**STATED PROBLEM 1**. Using the ECS IAM policy article below, list every action that the policy for the load balancer integration role allows.
**STATED PROBLEM 2**. Continue the ECS IAM policy article from the point where it stops.

**PROVIDED TEXT**.
##########
AWS ECS: Essential IAM Policies and Configuration Notes
Amazon Elastic Container Service (ECS) is a fully managed container orchestration service that makes it easy to deploy, manage, and scale containerized applications. This article provides essential IAM policies and configuration notes to help you work effectively with ECS.
ECS Cluster Management Policy
To manage ECS clusters, you’ll need appropriate IAM permissions. The following policy allows users to create and list ECS clusters:
{
"Version": "2012-10-17",
"Statement": [
{
"Effect": "Allow",
"Action": [
"ecs:CreateCluster",
"ecs:ListClusters"
],
"Resource": [
"*"
]
}
]
}
Policy Explanation:
- This policy grants permission to create new ECS clusters and list existing ones
- The `CreateCluster` and `ListClusters` actions do not accept specific resource ARNs
- The resource is set to `*` (all resources) because these actions operate at the account level
ECS Role for Load Balancer Integration
When integrating ECS with Elastic Load Balancing (ELB), you need to create a role with the following permissions:
{
"Version": "2012-10-17",
"Statement": [
{
"Effect": "Allow",
"Action": [
"ec2:AuthorizeSecurityGroupIngress",
"ec2:Describe*",
"elasticloadbalancing:DeregisterInstancesFromLoadBalancer",
"elasticloadbalancing:DeregisterTargets",
"elasticloadbalancing:Describe*",
"elasticloadbalancing:RegisterInstancesWithLoadBalancer",
"elasticloadbalancing:RegisterTargets"
],
"Resource": "*"
}
]
}
Purpose of this Policy:
This policy enables ECS to interact with load balancers by providing permissions to:
- Security Group Management: Modify security group rules to allow traffic from load balancers
- EC2 Discovery: Describe EC2 instances and their attributes
- Load Balancer Registration: Register and deregister instances with both Classic and Application Load Balancers
- Load Balancer Configuration: View load balancer configurations and settings
Configuring ECS with Load Balancers using Ansible
When using Ansible to manage ECS services with load balancers, you can configure both classic and application load balancers.
##########
**MATERIAL SUPPLIED**.
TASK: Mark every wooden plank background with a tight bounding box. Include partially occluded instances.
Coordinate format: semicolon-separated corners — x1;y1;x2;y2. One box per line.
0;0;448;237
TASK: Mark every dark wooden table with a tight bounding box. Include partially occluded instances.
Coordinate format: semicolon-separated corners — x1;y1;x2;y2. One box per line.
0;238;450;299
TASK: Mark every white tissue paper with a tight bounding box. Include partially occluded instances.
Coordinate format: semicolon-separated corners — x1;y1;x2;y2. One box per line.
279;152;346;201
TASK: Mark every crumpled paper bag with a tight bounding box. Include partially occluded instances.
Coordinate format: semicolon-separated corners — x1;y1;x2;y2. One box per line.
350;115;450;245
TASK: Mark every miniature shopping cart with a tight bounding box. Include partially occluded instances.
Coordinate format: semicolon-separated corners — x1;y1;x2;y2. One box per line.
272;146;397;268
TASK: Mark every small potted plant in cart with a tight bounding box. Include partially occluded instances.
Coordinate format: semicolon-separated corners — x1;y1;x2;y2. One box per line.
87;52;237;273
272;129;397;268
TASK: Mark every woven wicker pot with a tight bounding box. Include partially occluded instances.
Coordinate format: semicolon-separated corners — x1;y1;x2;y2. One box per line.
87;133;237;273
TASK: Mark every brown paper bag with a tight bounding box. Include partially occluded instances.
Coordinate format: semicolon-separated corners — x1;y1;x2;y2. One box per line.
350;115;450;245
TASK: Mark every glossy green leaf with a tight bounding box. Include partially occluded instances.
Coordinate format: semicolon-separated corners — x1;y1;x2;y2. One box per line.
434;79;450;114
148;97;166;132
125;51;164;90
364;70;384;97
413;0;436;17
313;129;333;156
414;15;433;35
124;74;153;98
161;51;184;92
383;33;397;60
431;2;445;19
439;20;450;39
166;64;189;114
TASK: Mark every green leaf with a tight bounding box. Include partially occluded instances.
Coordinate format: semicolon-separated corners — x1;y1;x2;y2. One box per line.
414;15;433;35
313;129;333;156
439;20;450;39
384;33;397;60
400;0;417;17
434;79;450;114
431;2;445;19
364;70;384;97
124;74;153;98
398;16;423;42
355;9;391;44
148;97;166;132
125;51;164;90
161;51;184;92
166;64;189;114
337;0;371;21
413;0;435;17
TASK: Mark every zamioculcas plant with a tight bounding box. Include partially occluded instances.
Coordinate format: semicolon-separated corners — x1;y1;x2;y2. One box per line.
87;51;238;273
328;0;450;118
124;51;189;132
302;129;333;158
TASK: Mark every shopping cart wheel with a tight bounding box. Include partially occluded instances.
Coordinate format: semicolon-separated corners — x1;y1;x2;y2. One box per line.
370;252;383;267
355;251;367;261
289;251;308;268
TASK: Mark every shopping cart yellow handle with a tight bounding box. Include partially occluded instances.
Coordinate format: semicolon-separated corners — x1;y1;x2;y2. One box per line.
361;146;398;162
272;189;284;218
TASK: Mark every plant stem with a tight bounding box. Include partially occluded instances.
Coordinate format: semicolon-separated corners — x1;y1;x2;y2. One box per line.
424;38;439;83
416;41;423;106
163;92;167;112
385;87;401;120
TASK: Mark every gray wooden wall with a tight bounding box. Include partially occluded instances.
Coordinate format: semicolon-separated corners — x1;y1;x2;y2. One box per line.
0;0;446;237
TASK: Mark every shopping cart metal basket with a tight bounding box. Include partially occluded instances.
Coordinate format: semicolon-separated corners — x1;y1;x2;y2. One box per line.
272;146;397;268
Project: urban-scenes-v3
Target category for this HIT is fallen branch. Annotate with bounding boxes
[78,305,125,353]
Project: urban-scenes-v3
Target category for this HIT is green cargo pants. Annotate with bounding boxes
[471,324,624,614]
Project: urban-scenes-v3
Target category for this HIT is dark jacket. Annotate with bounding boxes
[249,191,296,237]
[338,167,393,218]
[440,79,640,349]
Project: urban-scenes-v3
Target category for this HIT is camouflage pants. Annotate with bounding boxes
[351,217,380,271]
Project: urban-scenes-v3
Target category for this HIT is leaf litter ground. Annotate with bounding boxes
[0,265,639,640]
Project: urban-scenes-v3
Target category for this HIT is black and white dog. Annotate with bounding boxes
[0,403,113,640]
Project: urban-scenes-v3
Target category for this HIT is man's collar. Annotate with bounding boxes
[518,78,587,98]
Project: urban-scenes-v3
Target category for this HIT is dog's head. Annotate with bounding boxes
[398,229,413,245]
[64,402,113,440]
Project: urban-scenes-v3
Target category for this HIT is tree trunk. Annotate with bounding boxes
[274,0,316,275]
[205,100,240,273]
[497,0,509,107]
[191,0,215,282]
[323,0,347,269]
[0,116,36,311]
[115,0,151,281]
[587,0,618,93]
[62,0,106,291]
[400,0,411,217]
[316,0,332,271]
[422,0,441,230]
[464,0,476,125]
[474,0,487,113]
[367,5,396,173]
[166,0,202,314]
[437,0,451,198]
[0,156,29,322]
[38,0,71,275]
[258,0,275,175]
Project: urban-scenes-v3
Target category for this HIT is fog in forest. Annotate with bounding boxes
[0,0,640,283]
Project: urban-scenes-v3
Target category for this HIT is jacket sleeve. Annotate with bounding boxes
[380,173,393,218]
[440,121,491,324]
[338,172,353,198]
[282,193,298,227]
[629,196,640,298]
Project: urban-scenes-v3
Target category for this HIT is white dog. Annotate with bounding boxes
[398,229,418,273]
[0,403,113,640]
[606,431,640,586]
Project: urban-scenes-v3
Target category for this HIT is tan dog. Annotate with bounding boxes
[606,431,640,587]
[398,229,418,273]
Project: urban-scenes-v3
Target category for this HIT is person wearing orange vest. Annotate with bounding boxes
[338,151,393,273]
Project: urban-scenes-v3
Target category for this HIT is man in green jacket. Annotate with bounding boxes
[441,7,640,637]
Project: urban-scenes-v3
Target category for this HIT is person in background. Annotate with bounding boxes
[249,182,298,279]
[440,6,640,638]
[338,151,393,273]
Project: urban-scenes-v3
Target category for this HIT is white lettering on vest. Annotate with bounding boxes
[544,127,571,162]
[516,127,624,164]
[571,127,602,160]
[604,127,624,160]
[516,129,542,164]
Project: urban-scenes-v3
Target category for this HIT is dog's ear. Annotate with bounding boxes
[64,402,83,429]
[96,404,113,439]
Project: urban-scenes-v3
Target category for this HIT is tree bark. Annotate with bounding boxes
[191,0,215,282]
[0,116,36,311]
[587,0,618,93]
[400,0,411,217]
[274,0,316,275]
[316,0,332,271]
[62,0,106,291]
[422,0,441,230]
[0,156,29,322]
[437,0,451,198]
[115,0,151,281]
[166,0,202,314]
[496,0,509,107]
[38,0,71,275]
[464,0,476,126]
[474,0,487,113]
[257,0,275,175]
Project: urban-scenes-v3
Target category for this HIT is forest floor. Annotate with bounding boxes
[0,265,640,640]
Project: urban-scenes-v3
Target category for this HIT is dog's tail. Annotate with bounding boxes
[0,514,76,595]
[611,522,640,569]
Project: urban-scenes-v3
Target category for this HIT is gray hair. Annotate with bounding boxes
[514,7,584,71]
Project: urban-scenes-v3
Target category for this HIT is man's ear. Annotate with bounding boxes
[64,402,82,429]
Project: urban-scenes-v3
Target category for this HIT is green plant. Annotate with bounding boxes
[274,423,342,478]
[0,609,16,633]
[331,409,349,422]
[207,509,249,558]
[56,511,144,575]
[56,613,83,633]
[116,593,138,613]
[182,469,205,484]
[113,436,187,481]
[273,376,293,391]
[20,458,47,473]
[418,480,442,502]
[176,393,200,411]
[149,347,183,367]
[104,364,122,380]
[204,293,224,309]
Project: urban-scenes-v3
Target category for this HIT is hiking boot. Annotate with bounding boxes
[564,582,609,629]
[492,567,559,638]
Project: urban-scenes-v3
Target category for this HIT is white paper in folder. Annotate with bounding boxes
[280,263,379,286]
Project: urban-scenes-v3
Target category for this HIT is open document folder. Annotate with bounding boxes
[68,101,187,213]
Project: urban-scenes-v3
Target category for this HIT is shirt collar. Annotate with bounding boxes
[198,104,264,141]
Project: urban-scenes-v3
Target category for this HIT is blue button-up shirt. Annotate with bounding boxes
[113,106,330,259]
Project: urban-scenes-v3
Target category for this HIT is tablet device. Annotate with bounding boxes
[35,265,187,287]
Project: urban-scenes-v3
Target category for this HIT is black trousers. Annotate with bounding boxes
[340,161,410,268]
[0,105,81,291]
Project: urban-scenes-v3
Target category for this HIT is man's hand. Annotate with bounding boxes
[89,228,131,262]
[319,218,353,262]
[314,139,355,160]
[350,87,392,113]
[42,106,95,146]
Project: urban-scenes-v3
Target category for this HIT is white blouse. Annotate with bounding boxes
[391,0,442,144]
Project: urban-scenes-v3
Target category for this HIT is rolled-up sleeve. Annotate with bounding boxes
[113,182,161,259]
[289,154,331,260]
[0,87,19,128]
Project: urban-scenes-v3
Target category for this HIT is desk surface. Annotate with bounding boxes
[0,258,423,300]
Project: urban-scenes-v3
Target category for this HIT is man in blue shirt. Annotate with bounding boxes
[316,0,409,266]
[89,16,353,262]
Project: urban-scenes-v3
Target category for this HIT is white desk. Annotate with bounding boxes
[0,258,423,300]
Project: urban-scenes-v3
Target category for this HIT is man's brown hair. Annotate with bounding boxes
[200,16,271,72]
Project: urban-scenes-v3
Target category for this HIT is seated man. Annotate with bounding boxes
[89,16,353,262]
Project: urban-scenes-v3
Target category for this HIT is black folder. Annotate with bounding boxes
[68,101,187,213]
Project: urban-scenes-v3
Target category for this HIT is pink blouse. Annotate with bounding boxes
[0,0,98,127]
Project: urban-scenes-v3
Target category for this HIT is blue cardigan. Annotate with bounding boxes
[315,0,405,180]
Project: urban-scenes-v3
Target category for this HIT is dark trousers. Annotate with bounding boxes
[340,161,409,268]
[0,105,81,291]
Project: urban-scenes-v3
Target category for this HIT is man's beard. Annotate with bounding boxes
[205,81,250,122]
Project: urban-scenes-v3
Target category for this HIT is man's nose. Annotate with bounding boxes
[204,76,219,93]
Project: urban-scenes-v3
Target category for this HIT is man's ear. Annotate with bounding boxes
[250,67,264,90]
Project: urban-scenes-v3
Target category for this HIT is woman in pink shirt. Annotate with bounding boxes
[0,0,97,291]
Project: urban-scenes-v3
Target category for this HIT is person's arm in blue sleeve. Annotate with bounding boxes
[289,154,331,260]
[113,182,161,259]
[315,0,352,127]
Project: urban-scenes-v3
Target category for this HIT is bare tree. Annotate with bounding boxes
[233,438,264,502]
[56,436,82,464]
##########
**WRITTEN REPLY 1**.
- ec2:AuthorizeSecurityGroupIngress
- ec2:Describe*
- elasticloadbalancing:DeregisterInstancesFromLoadBalancer
- elasticloadbalancing:DeregisterTargets
- elasticloadbalancing:Describe*
- elasticloadbalancing:RegisterInstancesWithLoadBalancer
- elasticloadbalancing:RegisterTargets

**WRITTEN REPLY 2**.
Using Application Load Balancers with Ansible ECS Module
The Ansible `ecs_service` module supports Application Load Balancer integration. You need to specify the ELB target group ARN along with container details:
load_balancers:
- targetGroupArn: arn:aws:elasticloadbalancing:region:account-id:targetgroup/my-targets/73e2d6bc24d8a067
containerName: mycontainer
containerPort: 8080
Required Parameters:
- `targetGroupArn`: The full ARN of the target group to associate with the service
- `containerName`: The name of the container to associate with the load balancer (as it appears in the task definition)
- `containerPort`: The port on the container to associate with the load balancer
Reference: Ansible GitHub Issue #2998
Understanding Target Group Ports in ECS with Application Load Balancers
When configuring Application Load Balancers (ALB) with ECS, it’s important to understand how target group ports work.
Target Group Port Configuration
The target group port specifies which port the load balancer should use to route traffic to your containers. This is distinct from both the listener port (where the load balancer accepts traffic) and the container port (where your application listens inside the container).
For ECS services, you need to ensure that:
- The target group port matches the port exposed by your container instances
- Security groups allow traffic on this port
- The container port in your task definition matches this configuration
For more details, see this Stack Overflow discussion on target group ports with ALB and EC2 Container Service.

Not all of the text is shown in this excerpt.